• **Goal of the exercise**
Copy out every one of the entries below word for word, keeping each line as it stands.

_ _ _

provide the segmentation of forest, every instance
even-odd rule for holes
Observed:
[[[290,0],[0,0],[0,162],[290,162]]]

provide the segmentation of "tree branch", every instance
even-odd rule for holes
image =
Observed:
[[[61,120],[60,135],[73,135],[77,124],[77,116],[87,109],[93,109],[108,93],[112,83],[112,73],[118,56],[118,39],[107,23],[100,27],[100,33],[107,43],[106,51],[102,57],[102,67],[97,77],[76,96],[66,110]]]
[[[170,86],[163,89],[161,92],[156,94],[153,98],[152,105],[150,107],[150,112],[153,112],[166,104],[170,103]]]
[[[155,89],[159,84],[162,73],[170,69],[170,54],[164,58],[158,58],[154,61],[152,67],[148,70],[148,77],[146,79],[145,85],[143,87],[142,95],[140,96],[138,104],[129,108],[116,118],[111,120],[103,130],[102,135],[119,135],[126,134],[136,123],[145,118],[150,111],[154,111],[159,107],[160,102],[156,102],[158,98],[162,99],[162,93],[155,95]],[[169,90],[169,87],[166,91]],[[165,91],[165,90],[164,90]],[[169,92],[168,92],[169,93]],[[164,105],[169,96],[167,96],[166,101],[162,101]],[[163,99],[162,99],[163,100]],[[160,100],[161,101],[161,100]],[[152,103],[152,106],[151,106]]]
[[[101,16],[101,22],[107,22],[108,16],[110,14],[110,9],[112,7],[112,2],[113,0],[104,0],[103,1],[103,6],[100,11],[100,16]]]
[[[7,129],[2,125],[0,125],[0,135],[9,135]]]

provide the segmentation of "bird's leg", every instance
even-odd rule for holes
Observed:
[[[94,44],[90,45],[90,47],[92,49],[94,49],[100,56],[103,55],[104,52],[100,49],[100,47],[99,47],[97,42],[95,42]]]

_ _ _

• **Result for this exercise**
provide the segmentation of forest, every instance
even-odd rule for holes
Observed:
[[[290,0],[0,0],[0,162],[290,162]]]

provide the segmentation of "tree branch", every instance
even-odd rule for holes
image =
Observed:
[[[61,120],[60,135],[73,135],[77,124],[77,116],[87,109],[93,109],[108,93],[112,83],[112,73],[118,56],[118,39],[107,23],[100,27],[100,33],[107,43],[106,51],[102,57],[102,67],[97,77],[76,96],[66,110]]]
[[[170,86],[163,89],[161,92],[156,94],[153,98],[152,105],[150,107],[150,112],[153,112],[166,104],[170,103]]]
[[[155,89],[159,84],[162,73],[170,69],[170,54],[164,58],[158,58],[154,61],[152,67],[148,70],[148,77],[146,79],[145,85],[143,87],[142,95],[140,96],[138,104],[129,108],[116,118],[111,120],[103,130],[102,135],[119,135],[126,134],[136,123],[145,118],[150,111],[154,111],[159,107],[160,102],[156,102],[158,98],[162,99],[162,93],[155,95]],[[169,90],[169,87],[166,91]],[[165,91],[165,90],[164,90]],[[169,92],[168,92],[169,93]],[[164,105],[169,96],[167,96],[166,101],[162,101]],[[163,99],[162,99],[163,100]],[[160,100],[161,101],[161,100]],[[152,103],[152,106],[151,106]]]
[[[101,16],[101,22],[107,22],[108,16],[110,14],[110,9],[112,7],[112,2],[113,0],[104,0],[103,1],[103,6],[100,11],[100,16]]]
[[[7,129],[2,125],[0,125],[0,135],[9,135]]]

provide the segmentation of "bird's leg", every instance
even-odd rule for holes
Observed:
[[[94,44],[90,45],[90,47],[92,49],[94,49],[100,56],[103,55],[104,52],[100,49],[100,47],[99,47],[97,42],[95,42]]]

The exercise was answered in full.